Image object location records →
<<<<

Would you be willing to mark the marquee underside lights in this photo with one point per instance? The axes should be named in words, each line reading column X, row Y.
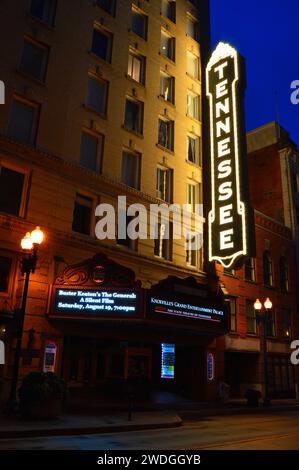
column 228, row 218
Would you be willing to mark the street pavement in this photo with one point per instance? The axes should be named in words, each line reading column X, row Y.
column 271, row 431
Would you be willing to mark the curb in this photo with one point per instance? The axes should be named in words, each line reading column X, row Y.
column 88, row 430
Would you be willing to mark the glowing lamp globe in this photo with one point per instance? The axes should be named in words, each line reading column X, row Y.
column 26, row 242
column 37, row 236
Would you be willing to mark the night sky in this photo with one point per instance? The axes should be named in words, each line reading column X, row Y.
column 266, row 33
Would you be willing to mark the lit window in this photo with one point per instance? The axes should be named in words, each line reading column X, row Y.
column 82, row 214
column 168, row 9
column 23, row 121
column 136, row 67
column 11, row 190
column 97, row 93
column 134, row 116
column 192, row 65
column 34, row 59
column 165, row 134
column 163, row 240
column 193, row 28
column 44, row 10
column 164, row 184
column 193, row 149
column 167, row 87
column 192, row 105
column 139, row 23
column 91, row 150
column 130, row 169
column 5, row 269
column 167, row 46
column 102, row 44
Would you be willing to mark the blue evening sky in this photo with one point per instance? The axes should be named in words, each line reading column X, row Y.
column 266, row 33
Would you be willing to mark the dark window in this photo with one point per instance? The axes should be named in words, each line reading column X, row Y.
column 134, row 116
column 23, row 121
column 34, row 60
column 284, row 274
column 193, row 149
column 251, row 317
column 97, row 93
column 5, row 268
column 168, row 8
column 44, row 10
column 250, row 269
column 11, row 190
column 102, row 44
column 82, row 214
column 165, row 133
column 107, row 5
column 130, row 169
column 139, row 24
column 167, row 46
column 268, row 269
column 163, row 240
column 91, row 151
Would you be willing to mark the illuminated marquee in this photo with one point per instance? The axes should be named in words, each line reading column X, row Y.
column 228, row 240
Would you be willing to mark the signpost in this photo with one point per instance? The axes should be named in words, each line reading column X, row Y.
column 229, row 216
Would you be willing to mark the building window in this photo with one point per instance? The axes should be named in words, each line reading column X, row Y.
column 127, row 241
column 102, row 44
column 5, row 269
column 193, row 149
column 168, row 8
column 34, row 59
column 284, row 274
column 192, row 105
column 191, row 252
column 268, row 269
column 139, row 23
column 23, row 121
column 43, row 10
column 164, row 184
column 108, row 5
column 11, row 190
column 134, row 116
column 136, row 67
column 192, row 196
column 232, row 302
column 167, row 87
column 130, row 169
column 97, row 94
column 251, row 317
column 286, row 323
column 192, row 28
column 82, row 214
column 91, row 151
column 163, row 240
column 270, row 323
column 166, row 133
column 167, row 46
column 193, row 65
column 250, row 269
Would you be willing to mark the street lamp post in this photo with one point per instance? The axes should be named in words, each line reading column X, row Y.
column 263, row 318
column 30, row 244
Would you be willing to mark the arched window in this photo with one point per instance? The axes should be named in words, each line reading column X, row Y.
column 284, row 274
column 268, row 270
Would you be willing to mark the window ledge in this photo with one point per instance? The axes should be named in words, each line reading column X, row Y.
column 137, row 134
column 165, row 149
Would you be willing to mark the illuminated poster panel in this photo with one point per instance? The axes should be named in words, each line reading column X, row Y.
column 167, row 361
column 227, row 220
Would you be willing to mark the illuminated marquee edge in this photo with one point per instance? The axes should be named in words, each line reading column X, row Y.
column 222, row 51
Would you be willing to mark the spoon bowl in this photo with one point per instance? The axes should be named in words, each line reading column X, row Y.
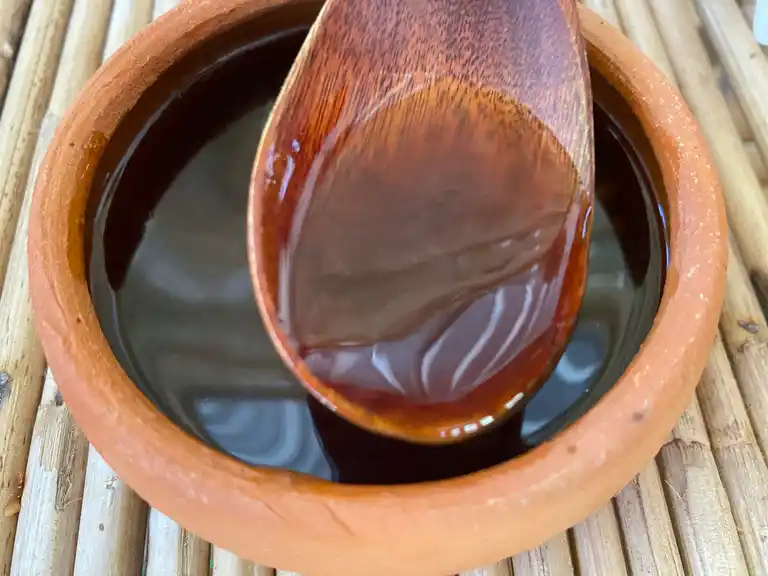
column 420, row 209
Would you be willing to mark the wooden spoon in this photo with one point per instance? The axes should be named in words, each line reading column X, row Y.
column 420, row 209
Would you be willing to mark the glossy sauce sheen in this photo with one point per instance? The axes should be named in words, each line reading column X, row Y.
column 170, row 281
column 433, row 262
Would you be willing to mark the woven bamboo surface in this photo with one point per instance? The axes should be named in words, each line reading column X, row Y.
column 700, row 508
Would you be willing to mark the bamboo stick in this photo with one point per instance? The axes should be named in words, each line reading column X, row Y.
column 128, row 17
column 700, row 510
column 172, row 551
column 756, row 159
column 745, row 335
column 21, row 356
column 13, row 16
column 25, row 104
column 641, row 29
column 553, row 558
column 53, row 489
column 741, row 464
column 227, row 564
column 743, row 59
column 747, row 206
column 734, row 106
column 647, row 527
column 113, row 524
column 598, row 544
column 502, row 568
column 605, row 9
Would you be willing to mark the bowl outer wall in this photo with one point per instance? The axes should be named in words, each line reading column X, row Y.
column 314, row 527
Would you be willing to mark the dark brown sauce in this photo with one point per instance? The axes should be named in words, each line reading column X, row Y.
column 430, row 258
column 171, row 286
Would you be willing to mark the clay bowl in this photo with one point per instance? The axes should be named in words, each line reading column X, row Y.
column 311, row 526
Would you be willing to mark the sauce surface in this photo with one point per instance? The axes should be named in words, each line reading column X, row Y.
column 170, row 282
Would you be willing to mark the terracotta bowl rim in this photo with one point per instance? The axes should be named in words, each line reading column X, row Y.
column 561, row 481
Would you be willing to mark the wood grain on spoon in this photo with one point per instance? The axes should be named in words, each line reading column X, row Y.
column 421, row 205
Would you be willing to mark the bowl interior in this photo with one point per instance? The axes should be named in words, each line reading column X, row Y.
column 170, row 283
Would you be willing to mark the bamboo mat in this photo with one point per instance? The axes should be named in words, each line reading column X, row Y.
column 700, row 508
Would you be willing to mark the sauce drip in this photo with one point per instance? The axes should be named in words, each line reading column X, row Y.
column 427, row 258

>>>>

Task directions → Rewrite the records with every "in this photo" changed to "in this image" and nothing else altered. Leave the pictures out of your answer.

Reply →
Would you be willing to mark the marquee underside lights in this image with one point per instance? The axes should be named in words, each line reading column X, row Y.
column 228, row 218
Would you be willing to mark the street pavement in this image with one point per instance? The axes should be named in words, each line reading column X, row Y.
column 271, row 431
Would you be willing to mark the curb in this image with one point per instance? The axes should be named in words, each line reading column X, row Y.
column 88, row 430
Would you be willing to mark the glowing lamp globe in this image with one point per instance? The axes should be named in words, each line reading column X, row Y.
column 26, row 242
column 37, row 236
Would you be willing to mark the night sky in this image with one point per instance? The axes should be named in words, each line reading column X, row Y.
column 266, row 33
Would you be willing to mark the lit window in this image with one point per instance? The axes should be named in words, each line reading column X, row Y.
column 82, row 214
column 168, row 9
column 23, row 121
column 136, row 67
column 11, row 190
column 97, row 93
column 134, row 116
column 192, row 65
column 34, row 59
column 165, row 134
column 163, row 240
column 193, row 28
column 44, row 10
column 164, row 184
column 193, row 149
column 167, row 87
column 192, row 105
column 139, row 23
column 91, row 150
column 130, row 169
column 5, row 269
column 167, row 46
column 102, row 44
Would you be willing to mark the blue evening sky in this image with one point per instance? The axes should be named in words, each line reading column X, row Y.
column 266, row 33
Would you be willing to mark the dark window in this image with one point per instance? The axes should be named in words, each line reading column X, row Y.
column 134, row 116
column 23, row 121
column 34, row 60
column 284, row 274
column 193, row 149
column 251, row 317
column 97, row 93
column 5, row 268
column 168, row 8
column 44, row 10
column 250, row 269
column 11, row 190
column 102, row 44
column 82, row 214
column 165, row 133
column 107, row 5
column 130, row 169
column 139, row 24
column 167, row 46
column 268, row 269
column 163, row 240
column 91, row 151
Would you be willing to mark the illuminated marquee in this image with one point per instance? The axes should be named in words, each line reading column X, row Y.
column 228, row 240
Would you be willing to mark the signpost in this image with one point per instance? The axes should be named in words, each line reading column X, row Y.
column 229, row 216
Would you be willing to mark the building window in this image with one point per instance? The axes should be named in words, each line reading column X, row Y.
column 127, row 241
column 102, row 44
column 5, row 269
column 193, row 149
column 168, row 8
column 34, row 59
column 284, row 274
column 192, row 105
column 191, row 252
column 268, row 269
column 139, row 23
column 23, row 121
column 43, row 10
column 164, row 184
column 108, row 5
column 11, row 190
column 134, row 116
column 136, row 67
column 192, row 196
column 232, row 302
column 167, row 87
column 130, row 169
column 97, row 94
column 251, row 317
column 286, row 323
column 192, row 28
column 82, row 214
column 91, row 151
column 163, row 240
column 270, row 323
column 166, row 133
column 167, row 46
column 193, row 65
column 250, row 269
Would you be willing to mark the street lamp post in this image with one point per instance? The axes should be named in words, each line reading column X, row Y.
column 263, row 318
column 30, row 244
Would you be willing to mark the arched window in this image with one point per instance? The axes should be named in words, each line reading column X, row Y.
column 284, row 274
column 268, row 270
Would you be willing to mark the window ledge in this image with one point per instance? The axes should be named in words, each line reading column X, row Y.
column 137, row 134
column 165, row 149
Would you be willing to mark the illuminated poster panel in this image with one point per instance? The axes should be named in words, each line reading column X, row Y.
column 167, row 361
column 227, row 220
Would you be willing to mark the illuminated marquee edge in this image with one point per instance? The axes should be named in words, each line reading column X, row Y.
column 222, row 51
Would you be willing to mark the spoon bowl in this image with one point per instance? The axes should be named in words, each line reading column X, row Y.
column 420, row 209
Would you be willing to mark the wooden spoon in this image with one point per instance? The axes should be named in words, each line reading column X, row Y.
column 420, row 209
Would you be willing to mark the glossy sauce sheen in this image with one point per instance? The axes should be named in words, each line reading column X, row Y.
column 170, row 281
column 433, row 262
Would you be willing to mark the woven bamboo surface in this image with one point per instance? The axes should be named in words, each line reading column X, row Y.
column 700, row 508
Would you be willing to mark the bamboo stick in this image with one point per instance? The axes should be named in words, each line reading column X, row Y.
column 128, row 17
column 700, row 510
column 172, row 551
column 756, row 159
column 745, row 335
column 21, row 356
column 13, row 16
column 25, row 104
column 641, row 29
column 553, row 558
column 53, row 489
column 741, row 464
column 227, row 564
column 743, row 59
column 747, row 206
column 734, row 106
column 647, row 527
column 113, row 524
column 598, row 544
column 502, row 568
column 605, row 9
Would you be willing to mark the bowl outer wall in this image with one point per instance? The axes should be named in words, each line reading column X, row Y.
column 314, row 527
Would you be willing to mark the dark brown sauce in this image with one point per instance? The axes should be named in words, each line reading column X, row Y.
column 430, row 258
column 171, row 286
Would you be willing to mark the clay bowl in this image with one point per instance? The axes should be named in words, each line reading column X, row Y.
column 311, row 526
Would you be willing to mark the sauce surface in this image with one point per instance? The axes should be named in words, each line reading column X, row Y.
column 170, row 282
Would you be willing to mark the terracotta bowl rim in this image with one point per instance? The axes should be named in words, each line reading column X, row Y.
column 561, row 481
Would you be willing to mark the wood grain on spoon in this image with one point per instance? The axes should be named in words, each line reading column X, row Y.
column 421, row 205
Would you be willing to mark the bowl interior in this image with one point per instance? The axes should be named in words, each line reading column X, row Y.
column 170, row 283
Would you be willing to mark the bamboo mat in this image with one point per instance? The axes should be named in words, each line reading column X, row Y.
column 700, row 508
Would you be willing to mark the sauce drip in this image with one point per instance? The axes should be named in words, each line reading column X, row Y.
column 427, row 258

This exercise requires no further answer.